>> START DATASET RECORDS

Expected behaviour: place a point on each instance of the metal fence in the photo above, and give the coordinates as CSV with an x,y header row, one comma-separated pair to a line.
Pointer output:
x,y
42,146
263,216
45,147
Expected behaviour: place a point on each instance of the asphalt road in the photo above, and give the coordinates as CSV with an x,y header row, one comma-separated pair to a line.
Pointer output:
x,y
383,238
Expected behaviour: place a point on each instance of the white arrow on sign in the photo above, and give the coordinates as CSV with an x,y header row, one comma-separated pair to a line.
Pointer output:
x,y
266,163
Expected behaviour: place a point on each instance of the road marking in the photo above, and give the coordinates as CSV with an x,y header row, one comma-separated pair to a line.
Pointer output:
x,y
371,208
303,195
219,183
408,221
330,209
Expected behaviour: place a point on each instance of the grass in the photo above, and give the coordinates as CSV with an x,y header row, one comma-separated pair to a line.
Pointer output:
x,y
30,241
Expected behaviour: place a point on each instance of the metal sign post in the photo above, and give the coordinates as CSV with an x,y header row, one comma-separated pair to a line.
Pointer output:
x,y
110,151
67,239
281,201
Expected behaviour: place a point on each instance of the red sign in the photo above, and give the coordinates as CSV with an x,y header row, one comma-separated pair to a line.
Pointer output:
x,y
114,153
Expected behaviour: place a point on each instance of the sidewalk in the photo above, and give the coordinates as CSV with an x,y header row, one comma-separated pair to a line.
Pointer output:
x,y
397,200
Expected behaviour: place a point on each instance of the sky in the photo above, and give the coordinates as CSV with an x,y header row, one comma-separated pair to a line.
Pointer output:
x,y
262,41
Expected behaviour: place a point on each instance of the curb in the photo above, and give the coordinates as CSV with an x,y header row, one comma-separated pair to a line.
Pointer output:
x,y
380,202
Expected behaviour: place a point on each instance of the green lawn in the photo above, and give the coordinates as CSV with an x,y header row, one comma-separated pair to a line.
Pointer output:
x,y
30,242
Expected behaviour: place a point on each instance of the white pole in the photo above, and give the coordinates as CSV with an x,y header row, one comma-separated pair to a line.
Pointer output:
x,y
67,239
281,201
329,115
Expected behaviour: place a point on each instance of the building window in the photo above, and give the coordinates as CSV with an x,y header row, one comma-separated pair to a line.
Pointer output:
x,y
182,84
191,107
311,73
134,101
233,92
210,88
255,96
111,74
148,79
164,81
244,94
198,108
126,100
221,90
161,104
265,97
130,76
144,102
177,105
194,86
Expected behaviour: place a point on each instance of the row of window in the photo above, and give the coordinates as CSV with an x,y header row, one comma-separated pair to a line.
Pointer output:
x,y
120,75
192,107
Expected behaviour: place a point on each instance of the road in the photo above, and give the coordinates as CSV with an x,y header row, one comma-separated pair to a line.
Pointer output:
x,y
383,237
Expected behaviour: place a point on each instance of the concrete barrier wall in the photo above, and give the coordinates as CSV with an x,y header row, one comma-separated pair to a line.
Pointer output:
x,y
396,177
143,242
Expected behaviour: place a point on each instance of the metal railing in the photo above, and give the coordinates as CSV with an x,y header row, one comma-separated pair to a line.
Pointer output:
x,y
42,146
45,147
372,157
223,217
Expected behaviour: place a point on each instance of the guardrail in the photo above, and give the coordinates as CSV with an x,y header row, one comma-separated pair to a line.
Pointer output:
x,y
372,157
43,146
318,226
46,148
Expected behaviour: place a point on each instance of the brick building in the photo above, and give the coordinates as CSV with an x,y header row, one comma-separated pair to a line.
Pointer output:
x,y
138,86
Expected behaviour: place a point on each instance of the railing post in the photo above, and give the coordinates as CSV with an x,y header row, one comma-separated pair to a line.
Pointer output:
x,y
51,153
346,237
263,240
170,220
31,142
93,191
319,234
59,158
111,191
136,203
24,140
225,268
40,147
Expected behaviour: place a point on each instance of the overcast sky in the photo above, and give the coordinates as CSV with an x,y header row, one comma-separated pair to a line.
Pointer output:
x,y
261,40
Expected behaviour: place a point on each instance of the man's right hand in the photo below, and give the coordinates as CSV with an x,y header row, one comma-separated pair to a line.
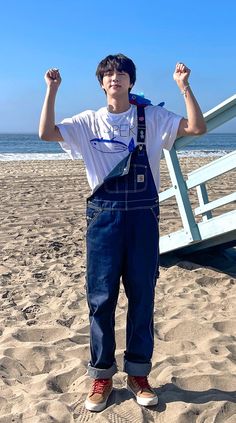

>> END DATASET RECORDS

WHAT TO PRODUCE
Which lines in the items above contain the word "grass"? List each of those lines in full.

WRITTEN ANSWER
Expected behaviour: place a point on each instance of the grass in the photo above, and give the coordinates as CSV with an x,y header row, one comma-separated pair to a line.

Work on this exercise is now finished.